Argentine biophysicist

Ariel Fernandez (born Ariel Fernández Stigliano, April 8, 1957) is an Argentinian–American physical chemist and pharmaceutical researcher.

In 2025, a judge determined that Fernandez had engaged in scientific misconduct, and in 2026 he was barred from receiving federal research funding in the US for 15 years. Fernandez denies the misconduct findings.

==Education==
Fernandez received licentiate degrees in chemistry (1979) and mathematics (1980) from the Universidad Nacional del Sur, Argentina. He then earned a Ph.D. from Yale University in 1984 with a thesis entitled Structural Stability of Chemical Systems at Critical Regimes.

==Career==
Fernandez held the Karl F. Hasselmann Professorship of Bioengineering at Rice University from 2006 until 2011 when he left as part of a settlement of a research misconduct investigation by the university.

Fernandez developed the concept of the dehydron, an adhesive structural defect in a soluble protein that promotes its own dehydration. The nonconserved nature of protein dehydrons has implications for drug discovery, as dehydrons may be targeted by highly specific drugs/ligands. This technology was applied by Fernandez and collaborators to design a new compound based on the anticancer drug Gleevec, in order to reduce its cardiotoxicity.

◆ ◆ ◆ ◆ ◆

Apply what you read
1) In the biography of Ariel Fernandez, translate this sentence into Spanish: "Fernandez developed the concept of the dehydron, an adhesive structural defect in a soluble protein that promotes its own dehydration."
2) Pick up the biography of Ariel Fernandez after its final sentence and keep writing.

Records supplied
◆ ◆ ◆ ◆ ◆

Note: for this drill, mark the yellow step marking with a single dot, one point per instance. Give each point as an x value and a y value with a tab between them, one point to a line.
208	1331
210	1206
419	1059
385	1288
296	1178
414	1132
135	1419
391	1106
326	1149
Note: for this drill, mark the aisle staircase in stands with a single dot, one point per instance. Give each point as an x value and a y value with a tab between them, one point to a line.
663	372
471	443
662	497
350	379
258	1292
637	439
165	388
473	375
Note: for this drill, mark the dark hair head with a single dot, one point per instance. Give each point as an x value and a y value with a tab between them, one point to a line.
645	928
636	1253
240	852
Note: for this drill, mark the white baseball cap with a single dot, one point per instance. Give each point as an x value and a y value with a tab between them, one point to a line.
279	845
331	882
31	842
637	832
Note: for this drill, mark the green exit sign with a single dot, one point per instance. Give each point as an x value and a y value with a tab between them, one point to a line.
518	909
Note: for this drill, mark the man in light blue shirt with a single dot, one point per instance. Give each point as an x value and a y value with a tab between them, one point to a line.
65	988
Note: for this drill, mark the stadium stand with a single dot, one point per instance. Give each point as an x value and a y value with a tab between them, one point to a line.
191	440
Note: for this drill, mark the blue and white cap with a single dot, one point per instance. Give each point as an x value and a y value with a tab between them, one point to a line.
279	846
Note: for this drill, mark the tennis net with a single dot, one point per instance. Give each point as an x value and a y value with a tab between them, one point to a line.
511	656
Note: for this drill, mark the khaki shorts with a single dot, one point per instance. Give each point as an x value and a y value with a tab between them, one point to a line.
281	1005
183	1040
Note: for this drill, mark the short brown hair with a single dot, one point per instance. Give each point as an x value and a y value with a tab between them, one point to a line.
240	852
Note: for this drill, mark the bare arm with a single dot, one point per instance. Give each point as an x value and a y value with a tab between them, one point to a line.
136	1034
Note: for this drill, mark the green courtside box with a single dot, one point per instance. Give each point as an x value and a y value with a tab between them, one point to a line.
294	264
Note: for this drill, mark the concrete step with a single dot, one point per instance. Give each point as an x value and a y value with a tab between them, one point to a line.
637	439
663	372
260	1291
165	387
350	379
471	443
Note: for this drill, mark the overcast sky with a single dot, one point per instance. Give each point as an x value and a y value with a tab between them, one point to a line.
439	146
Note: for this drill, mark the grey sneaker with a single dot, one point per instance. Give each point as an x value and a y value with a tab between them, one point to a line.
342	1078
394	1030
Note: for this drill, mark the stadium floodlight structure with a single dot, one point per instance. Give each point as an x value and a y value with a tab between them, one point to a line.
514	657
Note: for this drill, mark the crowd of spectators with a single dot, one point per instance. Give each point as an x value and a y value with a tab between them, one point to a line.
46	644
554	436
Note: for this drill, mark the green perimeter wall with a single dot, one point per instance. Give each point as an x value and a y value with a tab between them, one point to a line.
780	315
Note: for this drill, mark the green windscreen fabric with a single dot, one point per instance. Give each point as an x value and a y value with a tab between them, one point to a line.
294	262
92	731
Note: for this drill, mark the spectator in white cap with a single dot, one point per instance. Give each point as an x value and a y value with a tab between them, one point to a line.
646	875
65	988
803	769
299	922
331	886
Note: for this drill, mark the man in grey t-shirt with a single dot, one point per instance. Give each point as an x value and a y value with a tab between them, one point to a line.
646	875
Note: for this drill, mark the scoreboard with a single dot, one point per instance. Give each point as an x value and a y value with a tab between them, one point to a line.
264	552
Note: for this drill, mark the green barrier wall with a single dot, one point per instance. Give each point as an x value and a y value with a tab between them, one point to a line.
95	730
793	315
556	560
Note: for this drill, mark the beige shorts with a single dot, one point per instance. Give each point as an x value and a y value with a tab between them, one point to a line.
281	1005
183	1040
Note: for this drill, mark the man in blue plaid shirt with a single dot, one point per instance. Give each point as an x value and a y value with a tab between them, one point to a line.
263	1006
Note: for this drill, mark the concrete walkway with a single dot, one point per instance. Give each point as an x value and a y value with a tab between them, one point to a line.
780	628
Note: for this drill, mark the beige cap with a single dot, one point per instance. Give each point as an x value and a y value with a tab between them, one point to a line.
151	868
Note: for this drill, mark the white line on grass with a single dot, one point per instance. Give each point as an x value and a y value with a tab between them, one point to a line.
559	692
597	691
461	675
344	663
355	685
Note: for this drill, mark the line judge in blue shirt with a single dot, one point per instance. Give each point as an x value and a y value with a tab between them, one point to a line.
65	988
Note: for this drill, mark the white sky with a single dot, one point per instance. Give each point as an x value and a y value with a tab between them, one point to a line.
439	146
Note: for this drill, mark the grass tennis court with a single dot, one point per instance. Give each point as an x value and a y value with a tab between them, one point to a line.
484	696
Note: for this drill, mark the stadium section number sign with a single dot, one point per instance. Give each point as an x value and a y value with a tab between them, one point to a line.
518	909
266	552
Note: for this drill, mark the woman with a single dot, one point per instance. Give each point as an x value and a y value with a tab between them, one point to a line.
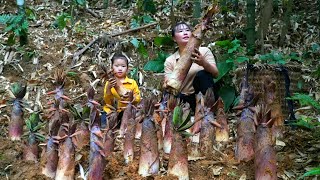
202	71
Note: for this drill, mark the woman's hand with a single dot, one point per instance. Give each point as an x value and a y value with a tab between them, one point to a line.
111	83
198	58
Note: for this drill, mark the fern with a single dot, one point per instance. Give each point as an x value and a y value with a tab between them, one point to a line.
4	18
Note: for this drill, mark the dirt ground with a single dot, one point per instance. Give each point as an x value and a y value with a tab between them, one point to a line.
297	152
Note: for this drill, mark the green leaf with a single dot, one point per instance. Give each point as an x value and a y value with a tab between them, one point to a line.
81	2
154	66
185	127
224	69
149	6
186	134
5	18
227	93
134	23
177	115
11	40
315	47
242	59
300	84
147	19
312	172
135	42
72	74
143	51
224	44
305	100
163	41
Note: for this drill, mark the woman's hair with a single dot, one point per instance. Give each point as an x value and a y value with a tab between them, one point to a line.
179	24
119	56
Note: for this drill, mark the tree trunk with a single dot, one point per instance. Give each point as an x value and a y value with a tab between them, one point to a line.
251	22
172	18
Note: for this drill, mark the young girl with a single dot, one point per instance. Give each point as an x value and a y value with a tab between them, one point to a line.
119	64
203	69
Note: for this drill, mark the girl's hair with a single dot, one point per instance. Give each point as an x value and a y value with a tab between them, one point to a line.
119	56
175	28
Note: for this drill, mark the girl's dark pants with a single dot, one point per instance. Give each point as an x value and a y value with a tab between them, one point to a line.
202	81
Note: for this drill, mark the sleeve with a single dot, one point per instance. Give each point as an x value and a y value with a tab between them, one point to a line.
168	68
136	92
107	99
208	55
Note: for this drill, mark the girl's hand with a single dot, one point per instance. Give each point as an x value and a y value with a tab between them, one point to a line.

◆ ◆ ◆ ◆ ◆

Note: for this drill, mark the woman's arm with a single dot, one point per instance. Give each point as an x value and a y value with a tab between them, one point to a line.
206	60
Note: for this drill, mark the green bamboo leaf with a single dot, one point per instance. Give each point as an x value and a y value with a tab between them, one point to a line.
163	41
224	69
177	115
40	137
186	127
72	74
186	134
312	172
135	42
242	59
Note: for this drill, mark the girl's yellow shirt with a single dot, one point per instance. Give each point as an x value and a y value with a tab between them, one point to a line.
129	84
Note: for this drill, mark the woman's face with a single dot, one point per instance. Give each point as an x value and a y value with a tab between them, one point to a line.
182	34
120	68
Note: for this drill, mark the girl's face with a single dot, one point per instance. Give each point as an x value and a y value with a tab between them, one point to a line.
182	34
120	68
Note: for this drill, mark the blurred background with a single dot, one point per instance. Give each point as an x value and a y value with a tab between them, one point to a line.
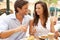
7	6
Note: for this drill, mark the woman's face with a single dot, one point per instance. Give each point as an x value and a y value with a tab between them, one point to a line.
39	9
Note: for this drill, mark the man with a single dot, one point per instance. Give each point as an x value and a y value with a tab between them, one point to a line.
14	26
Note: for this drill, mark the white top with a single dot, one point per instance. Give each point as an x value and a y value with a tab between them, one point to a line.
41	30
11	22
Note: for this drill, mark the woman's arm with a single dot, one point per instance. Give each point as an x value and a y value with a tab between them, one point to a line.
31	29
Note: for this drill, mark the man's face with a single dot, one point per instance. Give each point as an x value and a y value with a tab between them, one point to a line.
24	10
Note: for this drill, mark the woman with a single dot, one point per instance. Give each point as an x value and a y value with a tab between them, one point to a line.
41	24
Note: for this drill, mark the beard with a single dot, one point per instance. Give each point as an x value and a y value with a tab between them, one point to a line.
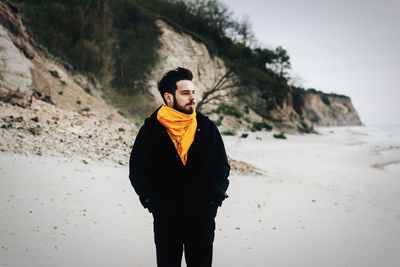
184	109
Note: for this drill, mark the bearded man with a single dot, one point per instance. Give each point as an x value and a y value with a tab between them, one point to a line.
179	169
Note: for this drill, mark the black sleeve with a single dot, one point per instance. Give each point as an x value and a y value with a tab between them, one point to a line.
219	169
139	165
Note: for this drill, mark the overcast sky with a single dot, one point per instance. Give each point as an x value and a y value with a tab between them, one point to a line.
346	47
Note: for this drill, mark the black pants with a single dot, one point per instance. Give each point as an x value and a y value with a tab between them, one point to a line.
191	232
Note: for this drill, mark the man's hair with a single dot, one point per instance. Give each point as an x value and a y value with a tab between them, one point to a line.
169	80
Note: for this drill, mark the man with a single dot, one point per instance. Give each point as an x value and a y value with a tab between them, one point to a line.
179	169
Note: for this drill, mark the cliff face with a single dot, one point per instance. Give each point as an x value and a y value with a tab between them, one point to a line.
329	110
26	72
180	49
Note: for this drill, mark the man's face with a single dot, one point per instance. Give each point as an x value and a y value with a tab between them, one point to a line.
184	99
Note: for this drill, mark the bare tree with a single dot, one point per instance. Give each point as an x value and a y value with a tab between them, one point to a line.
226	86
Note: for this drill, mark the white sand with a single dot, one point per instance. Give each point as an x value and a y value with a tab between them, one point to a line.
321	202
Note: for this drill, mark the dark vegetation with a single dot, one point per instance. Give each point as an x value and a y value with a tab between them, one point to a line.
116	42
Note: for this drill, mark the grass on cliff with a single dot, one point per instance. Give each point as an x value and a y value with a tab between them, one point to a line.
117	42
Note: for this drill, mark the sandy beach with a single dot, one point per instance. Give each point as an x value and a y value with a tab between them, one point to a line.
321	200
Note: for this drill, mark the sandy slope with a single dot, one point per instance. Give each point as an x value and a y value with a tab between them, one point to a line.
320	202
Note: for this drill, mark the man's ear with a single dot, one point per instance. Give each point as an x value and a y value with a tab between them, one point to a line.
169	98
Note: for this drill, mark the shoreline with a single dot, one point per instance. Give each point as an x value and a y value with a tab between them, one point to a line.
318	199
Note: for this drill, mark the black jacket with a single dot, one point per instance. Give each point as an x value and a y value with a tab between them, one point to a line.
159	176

◆ ◆ ◆ ◆ ◆

Task answers
1) Fernandez desarrolló el concepto del dehidrón, un defecto estructural adhesivo en una proteína soluble que promueve su propia deshidratación.

2)
===Misconduct findings===
The editorial board of the Proceedings of the National Academy of Sciences retracted a January 2006 paper coauthored by Fernandez because it had "substantial overlap", without attribution, of figures and text from an article by Fernandez published in Structure the previous month, a form of duplicate publication. An expression of concern was issued in 2013 by the editors of BMC Genomics about a 2011 paper published there by Fernandez. In 2014, geneticist Michael Lynch asked the editors of Nature to remove his name from a 2011 paper he had coauthored with Fernandez, leading the editors there to also publish an expression of concern.

The United States Office of Research Integrity (ORI) opened an investigation in 2010 and determined in 2022 that Fernandez had falsified research findings "in 12 published papers, four unpublished manuscripts, one presentation, and three grant applications". ORI proposed a 15-year debarment sanction by the US Department of Health and Human Service. In May 2025, an administrative law judge reviewing that report found that Fernandez's "research misconduct squandered Rice and NIH funds", referring to $1.2 million in grant funding, and recommended upholding the proposed debarment. In May 2026, ORI formally debarred Fernandez for scientific misconduct, for a period of fifteen years, finding that he intentionally fabricated data.